--- Complete the following ---
a: In the mortgage renewal excerpt below, at what level did the Bank of Canada hold its overnight rate in March?
b: From the "What to do" list in the mortgage renewal excerpt below, list every action it recommends, each in a few words.
c: Summarize the mortgage renewal excerpt below in two sentences.

Variable rates are currently sitting around 3.4% - 3.7%. The Bank of Canada held its overnight rate at 2.25% in March, and another hold is widely expected at the end of April. Variable rates have been stable in 2026, but the outlook is not entirely clean with upward pressure from the Iran conflict, oil prices, and ongoing US - Canada trade uncertainty.
Fixed rates have been more volatile for those same reasons. Bond yields, which lenders use to price fixed mortgages, have been bouncing around. If global uncertainty settles, fixed rates should ease. If it escalates, they could go higher.
Here is how I think about it. A 3-year fixed gives you payment certainty for three years, and a chance to renew into potentially better conditions. A 5-year fixed is an insurance policy. You pay slightly more to guarantee your rate regardless of what happens in the world. That peace of mind has real value for a lot of people. Variable makes sense if your income is solid, your cash flow can handle fluctuation, and you are comfortable watching the Bank of Canada's moves without losing sleep over them.
There is no universally correct answer. But there is a correct answer for your situation. Know which one that is before you walk into the conversation.
We chose to go with variable. Although rates can go up, we were comfortable when our rate doubled in 2022-2023, and can handle another doubling. I hope this doesn't happen but if it does, we are ready for it. Another reason we opted for variable is the current rate difference, which sites at around 0.75% for all lenders we got offers from. Three rate increases are needed to get our variable rate on par with a fixed one right now.
How to actually get a better rate
What to do
- Start 4-6 months out, not the week it comes due. Lenders can hold rates for up to 120 days.
- Use a mortgage broker. They have access to lenders and rates your bank will never bring up on its own.
- Get at least three quotes. Use them as leverage when you go back to your current lender.
- Lock in a rate hold. If rates drop before your renewal date, you can usually take the lower rate.
- Ask about prepayment privileges. Paying extra each year chips away at your principal faster and saves you significant interest over the life of the mortgage.
- Do not be afraid to switch lenders. The process is similar to getting a new mortgage and the savings can be substantial.
- If payments are tight, ask about extending your amortization. It lowers your monthly payment, though you pay more interest overall. Know the tradeoff before you use it.
The net effect of doing nothing
I have written about the importance of looking at the net effect before making financial decisions. Mortgage renewal is one of the clearest examples of where this matters.

--- Supplied material ---

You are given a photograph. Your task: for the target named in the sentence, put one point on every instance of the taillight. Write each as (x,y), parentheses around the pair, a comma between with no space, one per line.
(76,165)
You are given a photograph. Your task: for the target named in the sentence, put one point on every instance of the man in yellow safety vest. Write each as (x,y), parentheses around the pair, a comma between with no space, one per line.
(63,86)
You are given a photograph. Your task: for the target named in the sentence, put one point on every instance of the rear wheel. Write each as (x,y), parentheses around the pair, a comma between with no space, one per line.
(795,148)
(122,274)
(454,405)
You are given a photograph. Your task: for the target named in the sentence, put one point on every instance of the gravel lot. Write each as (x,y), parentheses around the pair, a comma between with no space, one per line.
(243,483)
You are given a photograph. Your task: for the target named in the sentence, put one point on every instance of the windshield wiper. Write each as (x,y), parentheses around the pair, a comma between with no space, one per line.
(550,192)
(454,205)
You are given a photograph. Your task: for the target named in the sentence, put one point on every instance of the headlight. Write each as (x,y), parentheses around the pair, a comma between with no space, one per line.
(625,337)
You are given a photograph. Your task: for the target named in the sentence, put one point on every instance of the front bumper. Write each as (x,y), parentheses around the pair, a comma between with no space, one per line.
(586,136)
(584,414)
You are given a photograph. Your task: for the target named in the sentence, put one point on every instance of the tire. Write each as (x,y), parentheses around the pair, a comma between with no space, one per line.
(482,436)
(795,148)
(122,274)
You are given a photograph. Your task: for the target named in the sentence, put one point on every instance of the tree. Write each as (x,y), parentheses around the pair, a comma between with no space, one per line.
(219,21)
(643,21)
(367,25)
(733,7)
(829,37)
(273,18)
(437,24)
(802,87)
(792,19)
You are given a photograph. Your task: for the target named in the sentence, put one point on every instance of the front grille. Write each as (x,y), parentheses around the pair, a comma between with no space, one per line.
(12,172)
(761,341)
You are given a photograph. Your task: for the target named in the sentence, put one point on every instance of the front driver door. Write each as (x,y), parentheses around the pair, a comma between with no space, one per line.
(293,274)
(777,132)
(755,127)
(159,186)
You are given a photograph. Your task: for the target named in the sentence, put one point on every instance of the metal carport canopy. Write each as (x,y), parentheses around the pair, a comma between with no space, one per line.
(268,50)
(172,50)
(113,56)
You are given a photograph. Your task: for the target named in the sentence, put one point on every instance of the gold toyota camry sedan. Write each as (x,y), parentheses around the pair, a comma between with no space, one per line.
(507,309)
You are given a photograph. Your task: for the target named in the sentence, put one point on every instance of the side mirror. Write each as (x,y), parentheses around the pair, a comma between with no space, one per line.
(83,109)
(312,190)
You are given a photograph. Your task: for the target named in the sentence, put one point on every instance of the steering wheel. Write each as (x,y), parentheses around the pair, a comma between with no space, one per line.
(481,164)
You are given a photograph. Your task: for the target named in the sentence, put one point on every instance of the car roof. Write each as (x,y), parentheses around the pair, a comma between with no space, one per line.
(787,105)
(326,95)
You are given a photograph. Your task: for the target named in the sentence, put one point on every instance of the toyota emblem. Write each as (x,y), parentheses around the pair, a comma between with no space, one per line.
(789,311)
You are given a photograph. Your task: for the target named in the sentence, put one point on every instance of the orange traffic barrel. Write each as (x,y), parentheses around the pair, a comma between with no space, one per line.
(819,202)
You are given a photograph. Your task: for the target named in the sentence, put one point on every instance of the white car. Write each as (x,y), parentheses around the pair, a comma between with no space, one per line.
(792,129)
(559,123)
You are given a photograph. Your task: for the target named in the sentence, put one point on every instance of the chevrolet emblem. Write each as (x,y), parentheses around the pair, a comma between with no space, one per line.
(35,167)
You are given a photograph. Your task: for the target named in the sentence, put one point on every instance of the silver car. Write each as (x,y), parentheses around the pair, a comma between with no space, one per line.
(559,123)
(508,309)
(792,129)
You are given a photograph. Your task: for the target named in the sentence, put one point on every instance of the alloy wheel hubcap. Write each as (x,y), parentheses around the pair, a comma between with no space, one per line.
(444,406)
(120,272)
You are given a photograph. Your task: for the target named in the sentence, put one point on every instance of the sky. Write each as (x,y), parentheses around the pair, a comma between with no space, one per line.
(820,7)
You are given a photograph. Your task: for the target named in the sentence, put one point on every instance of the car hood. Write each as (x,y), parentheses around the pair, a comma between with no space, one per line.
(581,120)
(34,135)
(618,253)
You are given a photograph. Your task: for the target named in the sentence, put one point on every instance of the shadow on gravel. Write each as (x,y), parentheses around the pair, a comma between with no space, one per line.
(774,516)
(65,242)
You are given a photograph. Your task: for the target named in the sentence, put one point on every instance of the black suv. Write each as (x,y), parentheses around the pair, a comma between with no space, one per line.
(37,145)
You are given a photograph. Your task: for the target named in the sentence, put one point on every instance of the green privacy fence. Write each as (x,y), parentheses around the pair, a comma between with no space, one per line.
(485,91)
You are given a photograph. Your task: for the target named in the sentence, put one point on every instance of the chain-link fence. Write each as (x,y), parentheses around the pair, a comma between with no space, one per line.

--- Set of answers ---
a: 2.25%

b:
- Start 4–6 months before the renewal is due.
- Use a mortgage broker.
- Get at least three quotes.
- Lock in a rate hold.
- Ask about prepayment privileges.
- Don't be afraid to switch lenders.
- If payments are tight, ask about extending your amortization.

c: Variable rates of about 3.4%–3.7% have been stable in 2026, while fixed rates have been more volatile. The excerpt weighs 3-year fixed, 5-year fixed and variable options, says the writer's household chose variable, and lists steps for getting a better rate, such as starting early, using a broker, gathering quotes and being willing to switch lenders.